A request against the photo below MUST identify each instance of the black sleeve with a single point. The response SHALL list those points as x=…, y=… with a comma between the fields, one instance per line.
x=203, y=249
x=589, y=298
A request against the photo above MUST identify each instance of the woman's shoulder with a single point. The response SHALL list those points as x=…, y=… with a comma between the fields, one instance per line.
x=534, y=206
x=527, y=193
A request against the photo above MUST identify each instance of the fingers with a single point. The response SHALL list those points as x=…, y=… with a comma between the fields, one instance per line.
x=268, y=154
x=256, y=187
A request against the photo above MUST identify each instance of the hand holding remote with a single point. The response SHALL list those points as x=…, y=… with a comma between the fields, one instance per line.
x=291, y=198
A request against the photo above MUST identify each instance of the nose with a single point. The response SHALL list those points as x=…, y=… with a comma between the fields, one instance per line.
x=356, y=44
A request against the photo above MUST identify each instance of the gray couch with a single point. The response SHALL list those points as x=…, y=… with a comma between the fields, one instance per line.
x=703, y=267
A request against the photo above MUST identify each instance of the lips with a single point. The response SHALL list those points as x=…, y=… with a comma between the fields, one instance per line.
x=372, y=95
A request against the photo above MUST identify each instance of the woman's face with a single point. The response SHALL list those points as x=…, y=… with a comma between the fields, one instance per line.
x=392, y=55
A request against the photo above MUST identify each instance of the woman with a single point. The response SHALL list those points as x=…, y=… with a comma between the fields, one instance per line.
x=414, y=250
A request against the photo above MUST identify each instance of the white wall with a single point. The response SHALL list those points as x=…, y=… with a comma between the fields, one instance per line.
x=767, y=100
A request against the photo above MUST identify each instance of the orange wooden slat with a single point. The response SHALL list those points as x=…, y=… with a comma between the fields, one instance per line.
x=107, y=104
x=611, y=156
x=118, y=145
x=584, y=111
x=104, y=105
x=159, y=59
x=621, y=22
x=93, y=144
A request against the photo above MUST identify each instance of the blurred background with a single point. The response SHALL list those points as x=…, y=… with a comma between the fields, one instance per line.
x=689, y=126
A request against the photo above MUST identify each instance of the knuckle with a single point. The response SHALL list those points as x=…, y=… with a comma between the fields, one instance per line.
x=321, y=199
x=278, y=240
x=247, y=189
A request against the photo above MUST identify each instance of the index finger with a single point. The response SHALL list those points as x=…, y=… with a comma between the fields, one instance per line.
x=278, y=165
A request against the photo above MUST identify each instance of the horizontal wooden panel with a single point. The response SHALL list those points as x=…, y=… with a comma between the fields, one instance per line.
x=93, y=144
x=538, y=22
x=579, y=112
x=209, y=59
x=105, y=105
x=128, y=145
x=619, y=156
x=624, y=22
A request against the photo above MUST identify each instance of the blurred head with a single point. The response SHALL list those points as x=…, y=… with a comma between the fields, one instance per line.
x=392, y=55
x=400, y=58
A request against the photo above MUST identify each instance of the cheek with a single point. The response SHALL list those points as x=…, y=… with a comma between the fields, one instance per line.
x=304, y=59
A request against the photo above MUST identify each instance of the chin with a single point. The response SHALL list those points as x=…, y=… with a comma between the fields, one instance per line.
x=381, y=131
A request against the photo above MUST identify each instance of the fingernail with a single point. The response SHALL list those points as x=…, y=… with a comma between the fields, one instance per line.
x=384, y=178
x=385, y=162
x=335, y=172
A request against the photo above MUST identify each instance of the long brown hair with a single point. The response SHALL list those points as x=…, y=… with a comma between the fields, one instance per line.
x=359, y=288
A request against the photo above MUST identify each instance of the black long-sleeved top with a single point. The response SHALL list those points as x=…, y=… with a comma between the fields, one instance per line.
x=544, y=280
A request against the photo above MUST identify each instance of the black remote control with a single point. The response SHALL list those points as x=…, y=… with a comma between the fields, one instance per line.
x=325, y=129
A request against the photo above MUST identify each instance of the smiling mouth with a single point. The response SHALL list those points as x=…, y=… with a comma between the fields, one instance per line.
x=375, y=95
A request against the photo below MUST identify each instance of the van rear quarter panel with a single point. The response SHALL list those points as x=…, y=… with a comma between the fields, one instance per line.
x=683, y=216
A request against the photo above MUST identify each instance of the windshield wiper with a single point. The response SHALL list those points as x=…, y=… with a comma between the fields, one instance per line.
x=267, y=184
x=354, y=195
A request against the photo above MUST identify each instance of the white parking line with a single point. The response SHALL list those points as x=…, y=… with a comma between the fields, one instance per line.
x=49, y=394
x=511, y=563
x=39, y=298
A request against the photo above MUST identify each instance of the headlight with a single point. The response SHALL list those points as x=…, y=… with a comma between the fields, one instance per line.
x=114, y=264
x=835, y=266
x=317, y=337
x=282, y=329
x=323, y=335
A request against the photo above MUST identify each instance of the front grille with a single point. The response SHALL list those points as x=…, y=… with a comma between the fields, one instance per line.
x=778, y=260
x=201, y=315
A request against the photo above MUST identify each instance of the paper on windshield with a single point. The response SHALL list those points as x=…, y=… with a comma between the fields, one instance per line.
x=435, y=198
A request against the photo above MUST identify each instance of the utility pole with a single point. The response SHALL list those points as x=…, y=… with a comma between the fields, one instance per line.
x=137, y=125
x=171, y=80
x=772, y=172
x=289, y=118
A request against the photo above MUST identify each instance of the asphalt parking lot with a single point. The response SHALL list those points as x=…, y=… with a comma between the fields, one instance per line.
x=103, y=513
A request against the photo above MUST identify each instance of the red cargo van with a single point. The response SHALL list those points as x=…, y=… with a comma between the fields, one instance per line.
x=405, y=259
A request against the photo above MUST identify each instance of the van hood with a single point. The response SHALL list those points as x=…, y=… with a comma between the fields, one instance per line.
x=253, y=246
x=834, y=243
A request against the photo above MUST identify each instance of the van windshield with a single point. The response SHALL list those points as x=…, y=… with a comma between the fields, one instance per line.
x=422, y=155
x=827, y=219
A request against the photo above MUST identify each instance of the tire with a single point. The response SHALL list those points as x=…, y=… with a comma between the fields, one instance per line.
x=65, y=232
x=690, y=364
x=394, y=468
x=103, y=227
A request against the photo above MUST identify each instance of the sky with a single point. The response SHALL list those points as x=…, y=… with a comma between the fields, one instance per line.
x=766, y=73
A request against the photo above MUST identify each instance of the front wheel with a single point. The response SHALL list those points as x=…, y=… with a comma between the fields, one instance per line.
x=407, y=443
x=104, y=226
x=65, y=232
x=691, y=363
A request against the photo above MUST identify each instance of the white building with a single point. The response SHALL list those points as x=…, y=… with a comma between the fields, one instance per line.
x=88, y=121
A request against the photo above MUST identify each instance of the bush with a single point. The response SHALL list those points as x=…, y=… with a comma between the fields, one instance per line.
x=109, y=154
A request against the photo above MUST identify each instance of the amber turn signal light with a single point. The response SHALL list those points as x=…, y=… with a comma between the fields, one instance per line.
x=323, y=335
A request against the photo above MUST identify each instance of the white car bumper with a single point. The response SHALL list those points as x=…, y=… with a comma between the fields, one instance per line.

==========

#### [Directions]
Set every line of the listing down word for word.

#### [Response box]
A request against the photo below MUST identify each instance of the black sleeve with a single point. The response SHALL list those points as x=…, y=… with a comma between the fields, one instance per line.
x=203, y=249
x=589, y=298
A request against the photo above MUST identify each instance of the woman's shoulder with a single point. The response SHALL list those points as x=…, y=… with a comma between the fields, one instance per line.
x=534, y=206
x=527, y=193
A request against the photo above MUST identify each instance of the fingers with a single point. The response SHALL list those points as x=…, y=… with a comma between the fields, one instance per line.
x=268, y=154
x=256, y=187
A request against the photo above MUST identify each instance of the hand holding remote with a single point. The response SHALL list those points as x=…, y=… with a comma between the fields, one instance per line.
x=291, y=198
A request against the photo above MUST identify each instance of the nose with a single point. The response SHALL list those points as x=…, y=… with a comma between the fields, one instance per line.
x=356, y=44
A request against the photo above MUST identify each instance of the gray couch with a single point. The response SHALL list those points as x=…, y=… with a comma between the fields, one instance per line.
x=703, y=267
A request against the photo above MUST identify each instance of the lips with a single point. The response SHALL list those points as x=…, y=… with a comma between the fields, one instance per line.
x=372, y=95
A request against the photo above MUST identify each instance of the woman's face with a single point. The response SHALL list those points as x=…, y=… with a comma between the fields, one instance per line.
x=392, y=55
A request against the photo above MUST identify each instance of the woman with a single point. The response SHALL list those points as x=…, y=… with a comma between the fields, one instance per line.
x=414, y=250
A request against the photo above MUST identify each instance of the white wall with a single point. The response SHALL list those points as x=…, y=… with a comma between the fields, one instance per line.
x=767, y=100
A request against the photo above MUST identify each instance of the orange wooden slat with a single point. The response SHALL list those points as x=…, y=… with a comma between the fields, one instance per line.
x=107, y=104
x=611, y=156
x=118, y=145
x=584, y=111
x=104, y=105
x=159, y=59
x=621, y=22
x=93, y=144
A request against the photo above MUST identify each instance of the blurred background with a single point. The response SHALL list those points as x=…, y=… with a comma between the fields, one instance per line.
x=689, y=126
A request against the photo above MUST identify each instance of the knuckle with a single point. The response SHALL list those points as x=…, y=… with a comma between the fields, one instance per line.
x=321, y=199
x=278, y=240
x=247, y=189
A request against the photo above MUST identify each instance of the index finger with a single point. The response SHALL list those points as x=…, y=… with a comma between the fields, one instance per line.
x=278, y=165
A request against the photo above MUST identify each instance of the horizontal wooden panel with a single point. The response SHALL list those points as x=…, y=… with a comma between the fields, one instance per line.
x=93, y=144
x=538, y=22
x=579, y=112
x=209, y=59
x=105, y=105
x=128, y=145
x=619, y=156
x=624, y=22
A request against the photo above MUST identify each instance of the blurred head with a single point. The response SHALL list those points as x=…, y=… with a comma between the fields, one instance per line.
x=392, y=55
x=400, y=58
A request against the photo above MUST identify each instance of the cheek with a single point. The response SHALL list those points as x=…, y=… with a comma between the fields, one instance per line.
x=304, y=59
A request against the photo above MUST identify each instance of the chin with a single point. The response SHALL list those points as x=…, y=… with a comma between the fields, one instance per line.
x=381, y=131
A request against the photo above MUST identify each instance of the fingernail with a single point. The response SHALL list those points as x=…, y=… with a comma between the fields, one instance per line.
x=384, y=178
x=385, y=162
x=335, y=172
A request against the photo above MUST identify each instance of the long brown hair with a single point. The response SHALL list those points as x=…, y=… with a comma between the fields, one instance per line.
x=359, y=288
A request against the photo above MUST identify each instance of the black long-sleeved top with a single point. The response SHALL list those points as x=…, y=… with a comma between the fields, one instance per line.
x=544, y=280
A request against the photo above MUST identify each instance of the black remote control with a single point. The response SHALL list those points as x=…, y=… with a comma between the fields, one instance per line.
x=325, y=129
A request against the photo above MUST identify each instance of the smiling mouth with a single point. The response SHALL list those points as x=…, y=… with a comma between the fields, one instance per line.
x=375, y=95
A request against the photo below MUST identify each instance of the van rear quarter panel with a single point. The response SHALL list those points as x=…, y=… with a comma between the fields, one instance per line.
x=683, y=216
A request against the photo above MUST identify each instance of the windshield wiper with a single point. The response SHALL list those points as x=…, y=… with a comma between the fields, one instance per line.
x=267, y=184
x=354, y=195
A request against the photo above MUST identify each instance of the white parking line with a single point. The response SHALL list those points as x=…, y=… with a comma between the fields, one instance per line.
x=49, y=394
x=511, y=563
x=39, y=298
A request against the photo above MUST identify each instance of the headlight with a single point. The response SHALL list those points as x=…, y=… with a comma between the fields, one instance per line.
x=114, y=264
x=835, y=266
x=317, y=337
x=282, y=329
x=323, y=335
A request against the photo above MUST identify each instance of the front grille with a single point. The response SHALL list those points as x=…, y=… with a comma between the fields, one instance per line.
x=778, y=260
x=201, y=315
A request against the photo above MUST identify each instance of the paper on windshield with a single point. The response SHALL list those points as x=…, y=… with a comma between the fields, one instance per line.
x=435, y=198
A request against the photo above MUST identify each instance of the utility pole with a single point. The response SHALL list those points as x=…, y=… with a comma between the fields, one instance per line.
x=137, y=125
x=171, y=80
x=772, y=172
x=289, y=118
A request against the photo above MUST identify each instance of the asphalt parking lot with a single point. The response SHALL list those points as x=…, y=… with a comma between the fields, one instance per line.
x=103, y=513
A request against the photo above MUST identify each instance of the red cargo van with a single point. The response SHALL list those points as x=…, y=… with a comma between the fields, one instance per line.
x=405, y=259
A request against the photo above MUST identify each instance of the van hood with a single point. The response SHALL list those points as x=…, y=… with a comma between the fields, one instance per line.
x=253, y=246
x=834, y=243
A request against the photo above MUST identify each instance of the van windshield with a single point. The response SHALL list those points as x=…, y=… with a comma between the fields, one instance per line.
x=422, y=155
x=827, y=219
A request against the photo above MUST identify each instance of the tire with a single point. The response SHALL list those points as x=…, y=… with a comma between the fields, one instance per line.
x=65, y=232
x=690, y=364
x=394, y=468
x=103, y=227
A request against the photo above MUST identify each instance of the sky with a single point. The response SHALL list those points as x=…, y=… with a comma between the fields, one instance per line.
x=766, y=73
A request against the photo above MUST identify each instance of the front wheel with a single point. The response SHALL list those points as x=…, y=… with a comma between the fields, one instance per line.
x=407, y=443
x=104, y=226
x=65, y=232
x=691, y=363
A request against the photo above MUST identify each instance of the white building with a single point. The response SHALL list those points as x=…, y=… with a comma between the fields, one instance per line.
x=88, y=121
A request against the photo above MUST identify each instance of the bush with a single point. The response SHALL list those points as x=…, y=… with a comma between the fields, one instance per line.
x=109, y=154
A request against the photo above MUST identify each instance of the amber turn signal light with a single point. The response SHALL list those points as x=…, y=… with a comma between the fields, one instance per line.
x=323, y=335
A request against the photo above MUST identify each instance of the white car bumper with a single point. The response SHALL list those points as x=…, y=… with a comma between the fields, one instance per line.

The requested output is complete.